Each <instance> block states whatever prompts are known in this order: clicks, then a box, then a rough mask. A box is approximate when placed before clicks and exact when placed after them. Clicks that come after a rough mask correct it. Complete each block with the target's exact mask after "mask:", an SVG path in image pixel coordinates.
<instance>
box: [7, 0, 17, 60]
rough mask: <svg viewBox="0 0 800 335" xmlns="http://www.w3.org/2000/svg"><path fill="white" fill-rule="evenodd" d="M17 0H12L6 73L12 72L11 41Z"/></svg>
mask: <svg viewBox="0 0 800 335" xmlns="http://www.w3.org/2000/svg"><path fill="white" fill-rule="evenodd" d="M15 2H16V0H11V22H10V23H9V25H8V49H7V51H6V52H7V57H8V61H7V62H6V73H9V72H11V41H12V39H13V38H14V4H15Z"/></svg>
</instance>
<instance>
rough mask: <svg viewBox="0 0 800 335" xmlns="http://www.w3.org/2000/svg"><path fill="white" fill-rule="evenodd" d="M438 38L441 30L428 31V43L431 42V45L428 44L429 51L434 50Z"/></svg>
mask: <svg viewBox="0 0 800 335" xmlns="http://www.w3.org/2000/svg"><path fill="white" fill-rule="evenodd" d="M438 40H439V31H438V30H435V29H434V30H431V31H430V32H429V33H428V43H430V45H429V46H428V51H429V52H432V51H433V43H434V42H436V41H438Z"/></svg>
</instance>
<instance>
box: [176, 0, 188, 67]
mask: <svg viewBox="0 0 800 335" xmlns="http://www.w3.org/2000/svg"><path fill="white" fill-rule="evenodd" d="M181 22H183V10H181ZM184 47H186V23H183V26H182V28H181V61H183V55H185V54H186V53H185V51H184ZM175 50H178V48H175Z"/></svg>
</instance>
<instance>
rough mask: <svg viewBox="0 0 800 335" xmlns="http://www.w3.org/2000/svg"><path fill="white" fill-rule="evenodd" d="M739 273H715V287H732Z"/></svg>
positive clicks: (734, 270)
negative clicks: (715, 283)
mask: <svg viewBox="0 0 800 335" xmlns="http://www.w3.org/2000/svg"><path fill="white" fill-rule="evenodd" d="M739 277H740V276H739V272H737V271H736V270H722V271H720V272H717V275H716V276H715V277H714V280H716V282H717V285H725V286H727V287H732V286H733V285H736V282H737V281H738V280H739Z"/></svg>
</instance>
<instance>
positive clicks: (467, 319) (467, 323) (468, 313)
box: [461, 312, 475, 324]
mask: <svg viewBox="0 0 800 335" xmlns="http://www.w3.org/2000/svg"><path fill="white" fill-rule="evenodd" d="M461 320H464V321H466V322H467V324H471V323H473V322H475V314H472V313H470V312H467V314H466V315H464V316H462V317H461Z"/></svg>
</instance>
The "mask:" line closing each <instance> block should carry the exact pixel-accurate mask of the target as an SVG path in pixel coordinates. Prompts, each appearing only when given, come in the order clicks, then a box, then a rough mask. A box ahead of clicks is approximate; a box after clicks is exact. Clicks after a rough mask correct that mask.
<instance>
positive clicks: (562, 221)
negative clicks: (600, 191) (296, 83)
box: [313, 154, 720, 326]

__What to work on__. Please reproduce the entries verbatim from their very first line down to and including the line containing "0H12L6 73L12 72L11".

__Response box__.
Each <instance> block states whatever prompts are known in this order: clicks, then a box, then a rough mask. A box is approximate when placed before clicks and exact when placed after them. Clicks that come after a rough mask correct it. Complete each block with the target's exact mask after "mask:", an SVG path in image pixel coordinates.
<instance>
box: [7, 0, 17, 60]
rough mask: <svg viewBox="0 0 800 335" xmlns="http://www.w3.org/2000/svg"><path fill="white" fill-rule="evenodd" d="M17 0H12L6 73L12 72L11 41Z"/></svg>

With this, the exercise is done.